## SELECTED TEXT
Key Experimental Results¶
Main Results¶
PIE-Bench (700 editing tasks) on the FLUX model:
| Method | PSNR↑ | LPIPS↓ | Structure Distance↓ | CLIP Similarity↑ | NFE |
|---|---|---|---|---|---|
| DDIM Inversion | Baseline | Baseline | Baseline | Baseline | N |
| RF-Solver | Good | Good | Good | Good | 2N |
| FireFlow | Good | Good | Good | Good | 2N |
| Baseline + PMI | Better | Better | Better | Better | N |
| Baseline + PMI + mimic-CFG | SOTA | SOTA | SOTA | SOTA | N |
Ablation Study¶
| Configuration | PSNR↑ | Notes |
|---|---|---|
| No correction | Baseline | Original inversion |
| PMI (\(L_1\) norm) | Best | Full method |
| PMI (\(L_2\) norm) | Second best | \(L_2\) inferior to \(L_1\) |
| PMI (\(L_\infty\) norm) | Moderate | Sparse correction |
| Prompt-free reconstruction | Validates inversion quality | Eliminates prompt confounds |
Key Findings¶
- PMI adds no NFEs yet significantly improves PSNR (+2–3 dB), justifying the "free lunch" claim.
- The \(L_1\) norm performs best in the proximal objective, likely due to its moderately sparse correction behavior.
- Evaluating inversion quality under prompt-free conditions is a methodological contribution that eliminates confounding effects of prompt alignment on reconstruction metrics.

## INFORMATION SUPPLIED
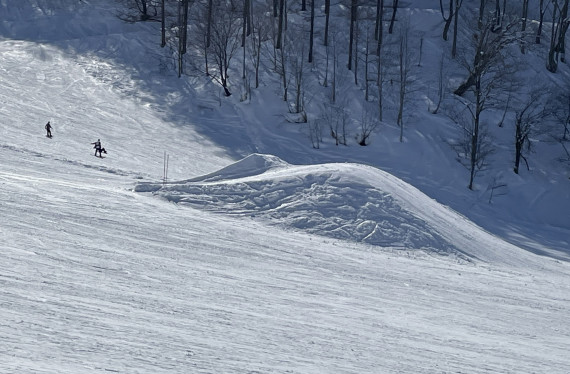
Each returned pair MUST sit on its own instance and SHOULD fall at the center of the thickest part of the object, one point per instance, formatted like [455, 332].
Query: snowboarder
[48, 129]
[97, 146]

## PROBLEMS TO SOLVE
- 1) Name every method compared in the main results table of the key experimental results section above.
- 2) From the key experimental results section above, write out the part that opens with the words containing "- The \(L_1\)" and closes with "on reconstruction metrics.".

## WRITTEN ANSWERS
- 1) DDIM Inversion, RF-Solver, FireFlow, Baseline + PMI, Baseline + PMI + mimic-CFG

- 2)
- The \(L_1\) norm performs best in the proximal objective, likely due to its moderately sparse correction behavior.
- Evaluating inversion quality under prompt-free conditions is a methodological contribution that eliminates confounding effects of prompt alignment on reconstruction metrics.